▶ 과제: 아래 목록을 다시 적되, "innermost point" 부분만 "central point"(으)로 바꾸고 나머지는 그대로 두세요.

▶ 데이터 발췌:

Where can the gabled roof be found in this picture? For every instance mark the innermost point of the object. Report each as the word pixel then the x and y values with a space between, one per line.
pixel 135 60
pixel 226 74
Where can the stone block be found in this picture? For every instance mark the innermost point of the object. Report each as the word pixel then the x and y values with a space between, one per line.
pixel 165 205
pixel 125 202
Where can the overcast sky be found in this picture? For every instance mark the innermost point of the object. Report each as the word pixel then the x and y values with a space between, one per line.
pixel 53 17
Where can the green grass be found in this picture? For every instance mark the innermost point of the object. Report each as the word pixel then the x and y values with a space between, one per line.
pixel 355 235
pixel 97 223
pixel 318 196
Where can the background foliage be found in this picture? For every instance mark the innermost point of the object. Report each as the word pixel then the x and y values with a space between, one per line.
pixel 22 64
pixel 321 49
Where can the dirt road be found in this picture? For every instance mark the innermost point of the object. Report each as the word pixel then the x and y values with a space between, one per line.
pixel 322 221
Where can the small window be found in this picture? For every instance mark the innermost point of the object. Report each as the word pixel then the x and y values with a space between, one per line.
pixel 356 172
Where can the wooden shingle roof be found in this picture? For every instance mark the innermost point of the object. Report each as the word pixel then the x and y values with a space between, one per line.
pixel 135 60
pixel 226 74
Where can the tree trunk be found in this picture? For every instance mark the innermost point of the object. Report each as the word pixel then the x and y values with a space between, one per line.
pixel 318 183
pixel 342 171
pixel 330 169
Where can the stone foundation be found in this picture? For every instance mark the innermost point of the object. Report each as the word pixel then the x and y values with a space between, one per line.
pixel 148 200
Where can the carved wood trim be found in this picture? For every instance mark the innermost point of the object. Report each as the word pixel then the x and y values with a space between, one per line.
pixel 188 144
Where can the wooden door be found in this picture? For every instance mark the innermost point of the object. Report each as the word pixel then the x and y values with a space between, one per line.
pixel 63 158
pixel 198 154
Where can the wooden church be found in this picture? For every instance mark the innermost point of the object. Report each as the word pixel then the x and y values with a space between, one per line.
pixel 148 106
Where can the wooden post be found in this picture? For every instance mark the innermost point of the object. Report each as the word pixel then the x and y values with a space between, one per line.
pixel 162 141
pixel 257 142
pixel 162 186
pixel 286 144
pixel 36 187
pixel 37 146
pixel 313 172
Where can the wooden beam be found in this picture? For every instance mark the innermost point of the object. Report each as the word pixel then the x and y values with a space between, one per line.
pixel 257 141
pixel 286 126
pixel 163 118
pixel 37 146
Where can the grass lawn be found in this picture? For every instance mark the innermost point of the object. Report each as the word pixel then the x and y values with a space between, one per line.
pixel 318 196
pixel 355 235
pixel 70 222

▶ 정답:
Where can the gabled roof be found in this picture? For every instance mark the central point of the object. Report each as the word pixel then the x and y values with a space between, one per line.
pixel 135 60
pixel 226 74
Where can the stone block be found in this picture? For every instance mark the central point of the object. Report each as the word pixel then the x and y values with a space between, one per line.
pixel 165 205
pixel 125 202
Where can the overcast sky be found in this picture? For every instance mark the central point of the object. Report each as the word pixel then the x and y values with a space between, one per line.
pixel 53 17
Where can the green grass be found in this picture? For every instance mark the central point of the object. Report each as the word pixel then the x and y values with a space between, one per line.
pixel 355 235
pixel 97 223
pixel 318 196
Where can the background foliage be found in this picture? For every instance mark the central point of the object. Report each as the word pixel then the x and y values with a space between, one per line.
pixel 22 64
pixel 321 49
Where can the dirt road be found in this picture? For every instance mark the central point of the object. Report each as the word pixel then the x and y values with a space between, one per line.
pixel 322 221
Where can the small window be found in this picture? For every instance mark the central point of the object. Report each as the word pixel then the x and y values with a space between, one per line.
pixel 356 172
Where can the wooden shingle roof be found in this picture? For every instance mark the central point of the object. Report each as the word pixel then the x and y values with a space between, one per line.
pixel 135 60
pixel 226 74
Where can the tree trunk be found in this picture? For every instance mark the central point of the object. Report each as the word pixel then the x and y values with a space between, one per line.
pixel 318 183
pixel 342 171
pixel 330 169
Where can the stone foundation be found in this picture? For every instance mark the central point of the object. Report each as the word pixel then the x and y values with a space between, one per line.
pixel 148 200
Where can the carved wood trim be found in this picture? For every instance mark the central point of the object. Report each as the word pixel then the x and y values with a space between, one per line.
pixel 188 144
Where can the wooden door be found in this picture? For every instance mark the central point of the object. Report each as the word pixel then the x and y values with a space between, one per line.
pixel 63 158
pixel 198 154
Where can the wooden church be found in this picture? For every instance mark the central point of the object. Report each as the word pixel then the x and y values with a space between, one per line.
pixel 148 106
Where can the wooden post be found in this picture? For every instance mark the central point of the object. Report each as the word pixel then the x and y values with a space between, one per line.
pixel 162 141
pixel 257 142
pixel 162 186
pixel 286 144
pixel 36 187
pixel 37 146
pixel 313 172
Where can the wooden beam be found in this picture? For every instance mark the central point of the object. Report each as the word pixel then the x and y values with a space between, one per line.
pixel 257 141
pixel 286 126
pixel 163 118
pixel 37 146
Where can the grass lawn be found in this picture? For every instance mark the central point of the object. Report each as the word pixel then the x and y values with a space between, one per line.
pixel 318 196
pixel 355 235
pixel 70 222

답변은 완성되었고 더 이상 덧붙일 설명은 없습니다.